[Saved entries]
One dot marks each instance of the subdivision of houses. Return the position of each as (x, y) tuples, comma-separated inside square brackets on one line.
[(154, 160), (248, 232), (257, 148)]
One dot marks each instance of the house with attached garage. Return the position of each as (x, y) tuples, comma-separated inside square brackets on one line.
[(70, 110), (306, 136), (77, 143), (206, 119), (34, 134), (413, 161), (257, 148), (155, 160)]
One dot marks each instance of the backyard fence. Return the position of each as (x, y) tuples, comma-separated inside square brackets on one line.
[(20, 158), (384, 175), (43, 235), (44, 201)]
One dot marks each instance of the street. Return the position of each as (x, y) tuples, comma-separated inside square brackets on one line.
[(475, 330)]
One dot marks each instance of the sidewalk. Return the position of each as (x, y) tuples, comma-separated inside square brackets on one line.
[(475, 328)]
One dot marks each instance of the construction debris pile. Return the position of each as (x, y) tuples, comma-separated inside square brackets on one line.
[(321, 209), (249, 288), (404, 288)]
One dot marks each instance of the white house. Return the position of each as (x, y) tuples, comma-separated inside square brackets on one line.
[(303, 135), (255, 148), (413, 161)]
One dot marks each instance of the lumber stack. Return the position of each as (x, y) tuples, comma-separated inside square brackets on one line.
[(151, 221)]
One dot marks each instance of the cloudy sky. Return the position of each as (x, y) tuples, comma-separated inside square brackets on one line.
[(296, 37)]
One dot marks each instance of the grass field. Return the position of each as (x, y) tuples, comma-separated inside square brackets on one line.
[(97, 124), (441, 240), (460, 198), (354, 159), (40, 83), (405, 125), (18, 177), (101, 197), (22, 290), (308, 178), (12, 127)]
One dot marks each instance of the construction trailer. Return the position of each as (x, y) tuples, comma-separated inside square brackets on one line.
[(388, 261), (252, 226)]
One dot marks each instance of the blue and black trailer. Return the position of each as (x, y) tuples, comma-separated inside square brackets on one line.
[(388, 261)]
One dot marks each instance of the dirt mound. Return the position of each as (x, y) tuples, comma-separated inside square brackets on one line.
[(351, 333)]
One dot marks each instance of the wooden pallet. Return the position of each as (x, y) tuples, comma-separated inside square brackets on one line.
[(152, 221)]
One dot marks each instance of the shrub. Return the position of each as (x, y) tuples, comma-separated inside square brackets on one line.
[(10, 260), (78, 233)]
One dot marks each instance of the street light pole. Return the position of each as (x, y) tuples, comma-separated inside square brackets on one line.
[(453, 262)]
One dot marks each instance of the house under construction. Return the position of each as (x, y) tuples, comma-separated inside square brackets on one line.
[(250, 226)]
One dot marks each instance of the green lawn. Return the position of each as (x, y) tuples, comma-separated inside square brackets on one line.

- **BRIEF**: Rewrite all of the data above, substituting "A single dot marks every instance" for every occurrence of "One dot marks each instance" and leaving everything else untouched.

- **REPLY TO THE TASK**:
A single dot marks every instance of the subdivision of houses. Return the position of each as (x, y) tuples, comma-separated inside square brackets on one line.
[(154, 160), (248, 232), (257, 148)]
A single dot marks every instance of the house with attached garage. Return the position of each as (x, y) tuples, comma-separated inside square brackets on one line.
[(70, 110), (306, 136), (77, 143), (206, 119), (34, 134), (413, 161), (257, 148), (155, 160)]
A single dot marks every instance of the backyard fence. Return the position of each as (x, y) tuples, comma-separated inside square brackets on one line.
[(20, 158), (384, 175), (43, 235), (44, 201)]
A single dot marks every instance of the street. Return the position of each as (x, y) tuples, comma-separated inside square brackets on one line.
[(475, 330)]
A single dot marks every instance of the sidewalk. Return the position of each as (x, y) tuples, comma-separated inside square brackets on one line.
[(475, 328)]
A single dot marks every instance of the construction debris pile. Return the position of each as (x, y) tuples, comma-separated inside square brackets on one line.
[(321, 209), (249, 288), (404, 288)]
A single dot marks every instance of the white house. Return the position of each as (x, y) tuples, comma-separated inside square brackets on one line.
[(303, 135), (255, 148), (413, 161)]
A single dot marks every instance of the lumber stack. Return the position of each as (x, y) tuples, comma-separated inside square brackets on one line.
[(151, 221)]
A single dot marks every instance of the cloudy sky. Return the position of each as (x, y) tuples, comma-separated inside square brackets on one line.
[(296, 37)]
A single dot marks every instance of the grass field. Return the position of each as (x, y) tuples, comma-separated inside square brackets on one line.
[(97, 124), (441, 240), (460, 198), (354, 159), (40, 83), (405, 125), (18, 177), (101, 197), (22, 290), (308, 178), (12, 127)]
A single dot marks every instance of the construction trailer. Return the position of each as (x, y) tuples, comma-separated inside square brackets on one line.
[(388, 261), (252, 226)]
A single dot marks every instance of the blue and black trailer. Return the position of each as (x, y) tuples, comma-separated inside square brackets on one line.
[(388, 261)]
A single dot marks every instance of the dirt mound. Return the position of each as (x, y) tuples, comma-separated inside square brackets on one line.
[(351, 333)]
A single dot marks every instance of the wooden pallet. Return the position of each as (x, y) tuples, comma-separated inside square brackets on one line.
[(152, 221)]
A single dot marks every instance of the shrub. Return the position of each as (x, y) tuples, comma-separated inside square brackets on one line.
[(10, 260), (78, 233)]
A single dot marks every instance of the street light pole. Return the position of each as (x, y) tuples, comma-separated inside square brackets on one line.
[(453, 262)]
A single dot marks every instance of the house under construction. Return the position of each as (x, y) tuples, comma-separated inside square brackets on one line.
[(250, 226)]
A single dot marks every instance of the green lawn. Return the position of each as (x, y) tuples, comma-separated inside square brackets on one line.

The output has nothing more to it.